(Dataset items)
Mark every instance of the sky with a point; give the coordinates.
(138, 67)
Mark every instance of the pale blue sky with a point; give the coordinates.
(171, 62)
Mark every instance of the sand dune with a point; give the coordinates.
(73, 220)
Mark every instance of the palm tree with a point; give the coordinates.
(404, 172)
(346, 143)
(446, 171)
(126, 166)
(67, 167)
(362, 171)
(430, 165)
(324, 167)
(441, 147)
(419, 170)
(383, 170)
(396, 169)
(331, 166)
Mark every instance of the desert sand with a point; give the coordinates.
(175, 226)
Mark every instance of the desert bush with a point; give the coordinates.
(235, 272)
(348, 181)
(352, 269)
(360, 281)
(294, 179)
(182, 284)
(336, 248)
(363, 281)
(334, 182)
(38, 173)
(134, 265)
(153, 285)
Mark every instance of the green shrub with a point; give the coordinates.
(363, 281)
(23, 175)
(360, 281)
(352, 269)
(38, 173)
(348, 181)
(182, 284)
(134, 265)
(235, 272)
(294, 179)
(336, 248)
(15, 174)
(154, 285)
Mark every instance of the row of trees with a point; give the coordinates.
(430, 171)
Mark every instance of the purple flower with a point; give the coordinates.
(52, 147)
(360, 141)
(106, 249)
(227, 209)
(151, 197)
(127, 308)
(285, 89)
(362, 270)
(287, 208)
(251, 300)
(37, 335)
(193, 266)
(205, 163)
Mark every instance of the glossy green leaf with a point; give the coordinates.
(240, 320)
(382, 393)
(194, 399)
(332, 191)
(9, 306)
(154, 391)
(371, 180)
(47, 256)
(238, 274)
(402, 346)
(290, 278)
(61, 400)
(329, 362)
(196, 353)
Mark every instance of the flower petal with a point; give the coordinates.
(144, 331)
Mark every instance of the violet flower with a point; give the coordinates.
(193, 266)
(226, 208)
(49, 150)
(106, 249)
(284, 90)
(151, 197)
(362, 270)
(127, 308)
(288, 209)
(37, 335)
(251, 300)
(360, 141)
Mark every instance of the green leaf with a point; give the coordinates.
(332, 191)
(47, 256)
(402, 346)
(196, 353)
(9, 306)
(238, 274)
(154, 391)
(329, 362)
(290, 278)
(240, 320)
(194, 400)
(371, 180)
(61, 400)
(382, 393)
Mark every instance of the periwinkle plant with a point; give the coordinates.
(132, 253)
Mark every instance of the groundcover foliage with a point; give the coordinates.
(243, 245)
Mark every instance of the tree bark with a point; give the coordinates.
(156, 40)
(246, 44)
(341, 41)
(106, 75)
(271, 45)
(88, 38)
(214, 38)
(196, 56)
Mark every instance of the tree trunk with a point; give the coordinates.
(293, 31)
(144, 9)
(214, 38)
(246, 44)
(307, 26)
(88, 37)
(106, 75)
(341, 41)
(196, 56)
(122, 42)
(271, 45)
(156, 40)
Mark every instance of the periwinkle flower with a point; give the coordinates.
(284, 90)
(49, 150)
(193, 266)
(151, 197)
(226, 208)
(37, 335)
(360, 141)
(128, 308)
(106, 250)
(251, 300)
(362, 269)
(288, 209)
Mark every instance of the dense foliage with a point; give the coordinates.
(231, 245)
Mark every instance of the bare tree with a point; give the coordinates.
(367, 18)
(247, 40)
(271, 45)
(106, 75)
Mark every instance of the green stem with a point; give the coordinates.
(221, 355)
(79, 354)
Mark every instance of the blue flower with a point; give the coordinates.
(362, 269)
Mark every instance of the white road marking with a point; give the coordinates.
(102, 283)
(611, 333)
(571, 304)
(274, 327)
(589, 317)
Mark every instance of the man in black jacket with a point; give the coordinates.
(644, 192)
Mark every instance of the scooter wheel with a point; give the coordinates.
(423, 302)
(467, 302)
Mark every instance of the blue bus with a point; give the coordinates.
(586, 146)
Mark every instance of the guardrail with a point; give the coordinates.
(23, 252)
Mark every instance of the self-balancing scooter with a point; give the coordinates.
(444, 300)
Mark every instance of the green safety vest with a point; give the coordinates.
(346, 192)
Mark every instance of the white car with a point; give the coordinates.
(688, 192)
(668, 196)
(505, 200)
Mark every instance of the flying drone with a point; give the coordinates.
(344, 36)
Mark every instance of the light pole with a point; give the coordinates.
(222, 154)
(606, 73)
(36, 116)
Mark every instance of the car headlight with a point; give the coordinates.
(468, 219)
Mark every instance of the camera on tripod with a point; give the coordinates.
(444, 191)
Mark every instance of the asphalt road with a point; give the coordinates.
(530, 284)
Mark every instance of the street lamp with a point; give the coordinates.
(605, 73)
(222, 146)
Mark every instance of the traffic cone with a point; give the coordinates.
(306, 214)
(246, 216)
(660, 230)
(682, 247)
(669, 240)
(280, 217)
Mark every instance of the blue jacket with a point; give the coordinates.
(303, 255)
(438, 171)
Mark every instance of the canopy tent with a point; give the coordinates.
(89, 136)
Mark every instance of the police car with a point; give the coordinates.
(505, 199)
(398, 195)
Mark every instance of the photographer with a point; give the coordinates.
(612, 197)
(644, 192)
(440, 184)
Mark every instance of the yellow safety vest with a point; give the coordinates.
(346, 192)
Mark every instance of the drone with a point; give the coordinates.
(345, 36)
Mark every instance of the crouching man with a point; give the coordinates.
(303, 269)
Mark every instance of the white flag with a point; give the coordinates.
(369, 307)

OBJECTIVE →
Reproduce the records from the line containing "Mark every instance of the asphalt" through the end of the records, requests included, rescaling every point coordinate in the answers by a factor of 2.15 and rounding each result to a whole number, with halves rounded up.

REPLY →
Mark every instance of the asphalt road with a point; give the coordinates.
(1140, 611)
Mark every instance of the street lamp with a point; give the coordinates.
(1301, 157)
(477, 314)
Mark every instance of the traffic cone with a point; give the coordinates.
(658, 460)
(529, 464)
(1419, 495)
(1466, 531)
(1438, 516)
(602, 467)
Mark every instance of the blue jacket with a point; give the coordinates.
(651, 548)
(942, 368)
Mark every instance of the canopy tent with a point; give the coordinates.
(191, 292)
Mark every instance of the police car with a point; give the coordinates.
(1086, 428)
(856, 419)
Mark every instance of the photographer with a point; give the coordinates.
(1316, 424)
(1385, 413)
(946, 396)
Mark every instance of the yellow safety vest with a point; give the coordinates.
(744, 413)
Mark every instance of the drone with a point; give the coordinates.
(742, 77)
Mark every instance of the crouching man with a point; give the coordinates.
(651, 578)
Mark every instance of the white flag with a point; give the coordinates.
(793, 660)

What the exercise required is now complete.